Work to complete: Please write out the records below, from the line with "the white wedding" through the line with "<point>594,980</point>", keeping every character unchanged and including both end lines.

Source material:
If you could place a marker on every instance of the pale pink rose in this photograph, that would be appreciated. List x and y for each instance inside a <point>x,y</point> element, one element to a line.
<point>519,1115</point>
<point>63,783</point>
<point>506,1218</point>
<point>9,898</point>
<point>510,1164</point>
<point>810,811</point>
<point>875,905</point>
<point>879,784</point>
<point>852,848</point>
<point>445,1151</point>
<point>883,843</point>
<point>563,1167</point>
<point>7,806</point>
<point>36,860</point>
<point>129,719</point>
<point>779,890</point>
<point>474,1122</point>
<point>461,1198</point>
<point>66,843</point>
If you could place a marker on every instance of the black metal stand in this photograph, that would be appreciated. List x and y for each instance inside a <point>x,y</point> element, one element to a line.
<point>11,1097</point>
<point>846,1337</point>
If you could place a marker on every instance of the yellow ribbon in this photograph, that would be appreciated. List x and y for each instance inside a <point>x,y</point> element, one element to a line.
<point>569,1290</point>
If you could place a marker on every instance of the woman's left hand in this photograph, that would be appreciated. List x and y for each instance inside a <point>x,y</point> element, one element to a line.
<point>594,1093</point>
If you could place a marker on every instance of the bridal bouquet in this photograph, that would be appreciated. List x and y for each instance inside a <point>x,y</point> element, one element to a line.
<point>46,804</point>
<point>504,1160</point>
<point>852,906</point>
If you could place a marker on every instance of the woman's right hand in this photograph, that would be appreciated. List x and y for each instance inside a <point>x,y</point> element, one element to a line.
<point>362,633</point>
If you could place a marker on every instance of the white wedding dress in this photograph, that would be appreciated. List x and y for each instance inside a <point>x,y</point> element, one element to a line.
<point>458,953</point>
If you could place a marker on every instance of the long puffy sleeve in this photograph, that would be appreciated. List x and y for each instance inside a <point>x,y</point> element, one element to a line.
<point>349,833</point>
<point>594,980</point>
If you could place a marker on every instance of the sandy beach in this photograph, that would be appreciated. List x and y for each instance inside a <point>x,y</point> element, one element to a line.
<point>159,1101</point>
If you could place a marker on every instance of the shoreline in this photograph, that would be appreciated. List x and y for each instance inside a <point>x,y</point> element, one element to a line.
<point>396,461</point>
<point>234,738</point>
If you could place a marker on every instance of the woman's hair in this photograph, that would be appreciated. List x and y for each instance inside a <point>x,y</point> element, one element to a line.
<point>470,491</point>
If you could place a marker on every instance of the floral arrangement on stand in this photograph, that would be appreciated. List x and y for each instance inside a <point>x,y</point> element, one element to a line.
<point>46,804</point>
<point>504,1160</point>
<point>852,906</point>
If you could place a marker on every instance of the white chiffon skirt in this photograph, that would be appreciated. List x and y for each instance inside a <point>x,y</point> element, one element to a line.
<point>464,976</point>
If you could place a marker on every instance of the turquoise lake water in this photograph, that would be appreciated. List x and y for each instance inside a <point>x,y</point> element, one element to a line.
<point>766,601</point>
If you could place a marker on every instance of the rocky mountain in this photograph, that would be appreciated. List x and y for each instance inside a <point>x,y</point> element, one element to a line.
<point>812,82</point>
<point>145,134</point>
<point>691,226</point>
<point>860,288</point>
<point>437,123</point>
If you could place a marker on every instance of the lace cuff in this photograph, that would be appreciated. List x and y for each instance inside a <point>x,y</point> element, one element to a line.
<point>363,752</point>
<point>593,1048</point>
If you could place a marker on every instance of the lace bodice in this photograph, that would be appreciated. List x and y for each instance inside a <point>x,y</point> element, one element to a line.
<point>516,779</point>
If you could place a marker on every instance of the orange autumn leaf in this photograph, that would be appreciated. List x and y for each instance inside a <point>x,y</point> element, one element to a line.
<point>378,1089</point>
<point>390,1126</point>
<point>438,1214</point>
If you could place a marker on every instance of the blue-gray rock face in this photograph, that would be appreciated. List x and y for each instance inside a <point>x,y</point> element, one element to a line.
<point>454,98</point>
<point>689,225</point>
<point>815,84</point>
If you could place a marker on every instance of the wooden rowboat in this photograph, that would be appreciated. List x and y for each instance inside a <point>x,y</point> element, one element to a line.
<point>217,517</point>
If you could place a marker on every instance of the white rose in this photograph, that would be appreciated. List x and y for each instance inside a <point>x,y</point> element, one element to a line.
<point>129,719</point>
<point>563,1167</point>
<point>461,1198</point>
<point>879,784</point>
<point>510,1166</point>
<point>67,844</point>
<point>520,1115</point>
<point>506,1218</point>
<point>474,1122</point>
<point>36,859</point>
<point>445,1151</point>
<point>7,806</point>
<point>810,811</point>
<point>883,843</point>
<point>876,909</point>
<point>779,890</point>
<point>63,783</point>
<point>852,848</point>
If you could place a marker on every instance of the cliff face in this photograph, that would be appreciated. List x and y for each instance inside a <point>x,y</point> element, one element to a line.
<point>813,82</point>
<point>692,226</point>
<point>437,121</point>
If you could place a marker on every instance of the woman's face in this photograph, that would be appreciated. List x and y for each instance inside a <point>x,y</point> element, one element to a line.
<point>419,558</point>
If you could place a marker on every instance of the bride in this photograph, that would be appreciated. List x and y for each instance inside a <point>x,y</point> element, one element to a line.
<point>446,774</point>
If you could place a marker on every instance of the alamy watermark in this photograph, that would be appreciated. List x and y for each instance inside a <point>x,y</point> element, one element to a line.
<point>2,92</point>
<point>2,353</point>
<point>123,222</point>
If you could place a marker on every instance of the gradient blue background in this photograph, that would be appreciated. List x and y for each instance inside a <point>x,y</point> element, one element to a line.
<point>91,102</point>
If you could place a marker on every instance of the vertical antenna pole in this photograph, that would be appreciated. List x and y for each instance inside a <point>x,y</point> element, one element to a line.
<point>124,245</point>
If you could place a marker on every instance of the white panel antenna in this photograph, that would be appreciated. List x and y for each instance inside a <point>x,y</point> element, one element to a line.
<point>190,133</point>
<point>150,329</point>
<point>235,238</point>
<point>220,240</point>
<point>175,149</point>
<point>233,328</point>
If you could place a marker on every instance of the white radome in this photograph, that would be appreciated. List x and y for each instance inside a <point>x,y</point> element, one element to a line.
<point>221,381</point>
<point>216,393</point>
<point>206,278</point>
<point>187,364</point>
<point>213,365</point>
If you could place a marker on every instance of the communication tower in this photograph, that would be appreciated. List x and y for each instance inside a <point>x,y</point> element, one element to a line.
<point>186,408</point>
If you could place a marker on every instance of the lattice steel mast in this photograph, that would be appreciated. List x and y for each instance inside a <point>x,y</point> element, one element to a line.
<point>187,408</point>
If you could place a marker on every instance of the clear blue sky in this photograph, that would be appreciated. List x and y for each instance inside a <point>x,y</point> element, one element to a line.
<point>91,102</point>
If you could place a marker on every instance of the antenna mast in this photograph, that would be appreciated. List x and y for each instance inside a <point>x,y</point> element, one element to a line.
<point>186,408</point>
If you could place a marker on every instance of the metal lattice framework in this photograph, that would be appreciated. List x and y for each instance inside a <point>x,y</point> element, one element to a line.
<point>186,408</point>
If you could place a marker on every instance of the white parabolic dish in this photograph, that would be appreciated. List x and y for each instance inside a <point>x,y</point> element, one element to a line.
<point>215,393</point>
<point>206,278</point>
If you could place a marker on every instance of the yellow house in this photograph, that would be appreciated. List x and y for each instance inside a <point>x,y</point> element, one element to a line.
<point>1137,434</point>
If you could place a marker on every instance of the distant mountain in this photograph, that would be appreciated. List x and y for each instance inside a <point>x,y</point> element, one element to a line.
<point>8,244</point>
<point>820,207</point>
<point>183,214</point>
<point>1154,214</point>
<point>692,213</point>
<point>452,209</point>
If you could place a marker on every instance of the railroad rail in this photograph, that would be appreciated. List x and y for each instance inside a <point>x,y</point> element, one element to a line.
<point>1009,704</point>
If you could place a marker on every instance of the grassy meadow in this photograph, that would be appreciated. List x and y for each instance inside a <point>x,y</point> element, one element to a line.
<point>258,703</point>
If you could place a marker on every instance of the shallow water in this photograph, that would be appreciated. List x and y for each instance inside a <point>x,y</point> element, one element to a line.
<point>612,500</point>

Task response:
If you could place a marker on every instance of the white wedding dress in this photograph, that would be appreciated. List x and y for each instance inside a <point>x,y</point> element, one element to a line.
<point>458,953</point>
If you could place a marker on every instance of the long puffy sleeve in this photograph, that would be appreciated. List x and y for each instance inside a <point>x,y</point> element, one element to a line.
<point>349,833</point>
<point>594,980</point>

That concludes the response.